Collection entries
════════

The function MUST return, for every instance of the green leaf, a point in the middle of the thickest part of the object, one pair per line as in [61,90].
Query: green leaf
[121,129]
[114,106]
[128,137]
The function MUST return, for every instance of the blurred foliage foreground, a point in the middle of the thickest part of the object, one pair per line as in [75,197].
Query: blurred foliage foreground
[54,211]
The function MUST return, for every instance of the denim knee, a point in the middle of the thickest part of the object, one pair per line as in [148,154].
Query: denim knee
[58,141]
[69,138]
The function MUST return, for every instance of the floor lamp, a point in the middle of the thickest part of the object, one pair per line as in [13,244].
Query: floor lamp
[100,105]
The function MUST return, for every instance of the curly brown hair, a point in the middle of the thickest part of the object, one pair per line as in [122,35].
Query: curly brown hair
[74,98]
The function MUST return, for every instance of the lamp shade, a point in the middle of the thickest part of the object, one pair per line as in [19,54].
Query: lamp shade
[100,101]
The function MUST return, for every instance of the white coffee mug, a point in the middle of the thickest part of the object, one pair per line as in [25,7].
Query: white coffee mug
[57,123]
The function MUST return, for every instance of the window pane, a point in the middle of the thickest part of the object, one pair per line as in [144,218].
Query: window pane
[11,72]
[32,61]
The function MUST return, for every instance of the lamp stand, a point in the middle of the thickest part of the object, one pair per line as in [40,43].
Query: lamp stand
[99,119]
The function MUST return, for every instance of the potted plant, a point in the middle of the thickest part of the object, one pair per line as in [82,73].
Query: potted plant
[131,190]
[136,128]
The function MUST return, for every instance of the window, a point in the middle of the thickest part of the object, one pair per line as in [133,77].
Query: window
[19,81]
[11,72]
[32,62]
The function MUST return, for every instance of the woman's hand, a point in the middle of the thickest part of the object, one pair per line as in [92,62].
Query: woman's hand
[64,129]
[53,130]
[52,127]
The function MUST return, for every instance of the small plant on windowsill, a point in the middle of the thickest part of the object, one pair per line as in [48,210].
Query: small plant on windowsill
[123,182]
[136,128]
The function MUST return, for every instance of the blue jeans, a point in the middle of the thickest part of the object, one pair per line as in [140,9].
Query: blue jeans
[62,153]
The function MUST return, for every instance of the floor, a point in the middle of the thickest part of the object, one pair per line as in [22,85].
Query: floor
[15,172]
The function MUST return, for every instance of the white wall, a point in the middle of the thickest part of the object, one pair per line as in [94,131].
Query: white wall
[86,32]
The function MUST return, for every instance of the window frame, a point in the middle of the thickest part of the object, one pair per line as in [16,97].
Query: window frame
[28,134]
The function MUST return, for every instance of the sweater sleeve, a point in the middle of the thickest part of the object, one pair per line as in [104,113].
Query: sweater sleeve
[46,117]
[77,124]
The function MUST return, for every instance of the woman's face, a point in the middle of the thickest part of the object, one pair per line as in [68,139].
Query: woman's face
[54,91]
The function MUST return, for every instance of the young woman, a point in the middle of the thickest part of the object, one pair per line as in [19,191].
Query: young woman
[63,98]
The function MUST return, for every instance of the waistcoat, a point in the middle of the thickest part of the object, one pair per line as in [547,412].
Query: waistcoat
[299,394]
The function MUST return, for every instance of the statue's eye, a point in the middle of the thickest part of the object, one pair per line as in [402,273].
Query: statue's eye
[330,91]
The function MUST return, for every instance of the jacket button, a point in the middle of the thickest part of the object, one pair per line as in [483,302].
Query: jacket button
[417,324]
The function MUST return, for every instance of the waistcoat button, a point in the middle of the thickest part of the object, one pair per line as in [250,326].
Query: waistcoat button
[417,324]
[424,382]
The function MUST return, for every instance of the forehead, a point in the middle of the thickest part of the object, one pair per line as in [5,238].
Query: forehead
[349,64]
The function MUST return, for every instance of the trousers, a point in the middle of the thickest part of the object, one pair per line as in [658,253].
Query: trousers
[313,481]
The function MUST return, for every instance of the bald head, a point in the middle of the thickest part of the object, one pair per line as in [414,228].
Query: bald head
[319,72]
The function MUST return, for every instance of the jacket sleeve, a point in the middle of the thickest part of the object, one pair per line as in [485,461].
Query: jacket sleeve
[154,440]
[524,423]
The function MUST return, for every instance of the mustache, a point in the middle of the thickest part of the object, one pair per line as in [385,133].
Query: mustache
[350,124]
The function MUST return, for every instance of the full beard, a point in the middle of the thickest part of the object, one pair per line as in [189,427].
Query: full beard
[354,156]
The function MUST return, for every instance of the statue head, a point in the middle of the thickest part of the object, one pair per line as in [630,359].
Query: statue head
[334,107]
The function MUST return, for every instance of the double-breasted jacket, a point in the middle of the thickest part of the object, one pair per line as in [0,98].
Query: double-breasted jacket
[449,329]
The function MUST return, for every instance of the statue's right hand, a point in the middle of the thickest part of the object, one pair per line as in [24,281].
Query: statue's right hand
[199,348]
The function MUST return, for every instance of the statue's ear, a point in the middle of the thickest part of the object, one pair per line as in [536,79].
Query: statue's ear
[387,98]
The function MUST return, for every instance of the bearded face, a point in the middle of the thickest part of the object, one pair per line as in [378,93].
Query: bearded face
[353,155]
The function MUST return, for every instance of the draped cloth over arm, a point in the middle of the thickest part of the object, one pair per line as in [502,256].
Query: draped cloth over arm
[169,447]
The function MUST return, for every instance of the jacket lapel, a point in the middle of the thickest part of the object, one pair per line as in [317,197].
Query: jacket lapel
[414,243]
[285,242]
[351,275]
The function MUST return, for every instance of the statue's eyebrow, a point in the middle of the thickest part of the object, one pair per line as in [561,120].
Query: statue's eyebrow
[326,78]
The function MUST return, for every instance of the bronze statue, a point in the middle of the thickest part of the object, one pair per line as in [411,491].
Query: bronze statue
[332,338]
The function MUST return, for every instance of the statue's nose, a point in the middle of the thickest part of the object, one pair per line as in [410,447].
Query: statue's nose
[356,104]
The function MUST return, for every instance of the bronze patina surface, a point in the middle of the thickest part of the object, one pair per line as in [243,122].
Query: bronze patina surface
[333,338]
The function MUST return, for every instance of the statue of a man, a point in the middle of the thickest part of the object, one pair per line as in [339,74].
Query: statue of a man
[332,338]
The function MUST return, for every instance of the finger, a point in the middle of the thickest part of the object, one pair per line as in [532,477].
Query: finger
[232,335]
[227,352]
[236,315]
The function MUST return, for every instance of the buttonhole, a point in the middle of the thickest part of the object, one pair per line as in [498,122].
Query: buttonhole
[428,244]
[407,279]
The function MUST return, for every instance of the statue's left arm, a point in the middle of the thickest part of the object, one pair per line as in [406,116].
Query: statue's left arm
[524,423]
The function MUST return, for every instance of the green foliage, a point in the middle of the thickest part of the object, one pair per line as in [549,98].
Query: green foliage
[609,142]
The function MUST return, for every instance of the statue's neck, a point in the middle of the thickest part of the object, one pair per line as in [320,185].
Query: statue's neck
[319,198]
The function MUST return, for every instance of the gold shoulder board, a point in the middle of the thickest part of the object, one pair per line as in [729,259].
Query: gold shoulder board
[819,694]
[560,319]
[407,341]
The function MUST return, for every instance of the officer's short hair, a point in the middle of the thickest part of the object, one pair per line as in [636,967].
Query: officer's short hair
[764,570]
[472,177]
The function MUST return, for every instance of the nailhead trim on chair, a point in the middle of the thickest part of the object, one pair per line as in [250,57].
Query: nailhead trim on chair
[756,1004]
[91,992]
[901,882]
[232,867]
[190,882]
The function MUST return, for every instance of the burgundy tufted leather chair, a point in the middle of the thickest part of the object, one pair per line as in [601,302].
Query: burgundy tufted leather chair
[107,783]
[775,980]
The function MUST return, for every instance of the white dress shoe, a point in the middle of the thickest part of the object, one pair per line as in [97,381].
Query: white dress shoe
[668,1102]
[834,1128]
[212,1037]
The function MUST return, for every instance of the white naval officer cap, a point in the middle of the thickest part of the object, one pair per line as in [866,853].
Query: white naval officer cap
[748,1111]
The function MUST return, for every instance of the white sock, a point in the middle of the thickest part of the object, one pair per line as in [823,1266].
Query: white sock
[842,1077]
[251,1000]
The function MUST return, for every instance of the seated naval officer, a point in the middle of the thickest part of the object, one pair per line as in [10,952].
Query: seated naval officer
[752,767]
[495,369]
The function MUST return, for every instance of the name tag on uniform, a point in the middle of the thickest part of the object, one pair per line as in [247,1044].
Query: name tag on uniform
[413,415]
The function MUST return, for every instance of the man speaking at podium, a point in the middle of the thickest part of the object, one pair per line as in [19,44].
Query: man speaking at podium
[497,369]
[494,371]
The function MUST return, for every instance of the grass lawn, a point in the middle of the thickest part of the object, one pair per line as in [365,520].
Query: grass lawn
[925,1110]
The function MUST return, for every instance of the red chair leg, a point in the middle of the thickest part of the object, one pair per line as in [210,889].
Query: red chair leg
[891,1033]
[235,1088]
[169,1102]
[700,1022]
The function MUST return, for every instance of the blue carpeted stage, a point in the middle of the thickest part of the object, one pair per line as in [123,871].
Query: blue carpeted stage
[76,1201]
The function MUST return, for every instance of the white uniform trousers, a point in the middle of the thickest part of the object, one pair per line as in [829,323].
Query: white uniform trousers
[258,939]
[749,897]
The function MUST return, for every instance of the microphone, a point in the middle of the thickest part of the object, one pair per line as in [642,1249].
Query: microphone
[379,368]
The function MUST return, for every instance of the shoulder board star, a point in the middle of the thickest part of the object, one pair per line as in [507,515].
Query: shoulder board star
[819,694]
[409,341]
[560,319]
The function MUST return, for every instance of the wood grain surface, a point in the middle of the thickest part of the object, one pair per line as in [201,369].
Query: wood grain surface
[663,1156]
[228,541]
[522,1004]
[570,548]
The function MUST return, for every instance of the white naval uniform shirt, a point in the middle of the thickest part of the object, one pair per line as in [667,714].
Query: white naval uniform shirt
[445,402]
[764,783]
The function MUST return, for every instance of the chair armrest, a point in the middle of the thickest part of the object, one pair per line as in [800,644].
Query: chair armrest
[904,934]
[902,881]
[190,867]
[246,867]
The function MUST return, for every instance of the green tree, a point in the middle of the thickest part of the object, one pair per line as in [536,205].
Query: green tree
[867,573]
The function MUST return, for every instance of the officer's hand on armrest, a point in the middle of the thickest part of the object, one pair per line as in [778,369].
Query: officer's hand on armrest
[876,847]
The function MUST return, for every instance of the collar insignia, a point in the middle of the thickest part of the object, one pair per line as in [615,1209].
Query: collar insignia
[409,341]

════════

*Instructions to follow*:
Set down again, word for word, the stretch of records from the line with "as in [123,871]." to the line with "as in [829,323].", both of those lines included.

*Final answer*:
The function MUST return, for every instance of the blue carpeted stage, a point in the middle of the thickest part of the object, one pair per line as in [123,871].
Query: blue carpeted stage
[76,1201]
The function MUST return, for every instance of the white uniform trousers, a point in the middle of the thickest part of the object, one pair per line as in [829,323].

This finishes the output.